- **PROBLEM DETAILS**:
In the entries below, count every line containing "dark". Return the number and nothing else.

- **GIVEN RECORDS**:
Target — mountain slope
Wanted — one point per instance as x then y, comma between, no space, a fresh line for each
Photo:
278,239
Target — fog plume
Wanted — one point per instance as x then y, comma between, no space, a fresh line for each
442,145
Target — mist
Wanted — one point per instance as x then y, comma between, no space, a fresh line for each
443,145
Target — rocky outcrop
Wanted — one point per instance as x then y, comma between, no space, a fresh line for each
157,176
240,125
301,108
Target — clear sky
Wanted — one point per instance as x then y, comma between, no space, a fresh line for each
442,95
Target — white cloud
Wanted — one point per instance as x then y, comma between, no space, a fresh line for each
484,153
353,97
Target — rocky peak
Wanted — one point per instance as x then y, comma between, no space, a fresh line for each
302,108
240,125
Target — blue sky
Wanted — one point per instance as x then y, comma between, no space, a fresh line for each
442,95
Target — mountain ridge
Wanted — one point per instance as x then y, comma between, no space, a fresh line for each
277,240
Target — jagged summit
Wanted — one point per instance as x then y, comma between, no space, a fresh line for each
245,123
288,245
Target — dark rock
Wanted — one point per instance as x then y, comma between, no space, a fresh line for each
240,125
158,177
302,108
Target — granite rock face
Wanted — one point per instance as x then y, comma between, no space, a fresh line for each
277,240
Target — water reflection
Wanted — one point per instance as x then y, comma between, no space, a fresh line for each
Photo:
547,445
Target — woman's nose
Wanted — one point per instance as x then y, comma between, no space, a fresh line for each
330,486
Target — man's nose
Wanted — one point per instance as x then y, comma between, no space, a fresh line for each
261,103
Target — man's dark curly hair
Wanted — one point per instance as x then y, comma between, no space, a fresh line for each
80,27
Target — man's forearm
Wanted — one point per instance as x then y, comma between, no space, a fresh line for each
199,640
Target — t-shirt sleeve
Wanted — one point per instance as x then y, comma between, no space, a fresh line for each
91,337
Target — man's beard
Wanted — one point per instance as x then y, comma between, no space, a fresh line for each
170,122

- **ANSWER BOX**:
2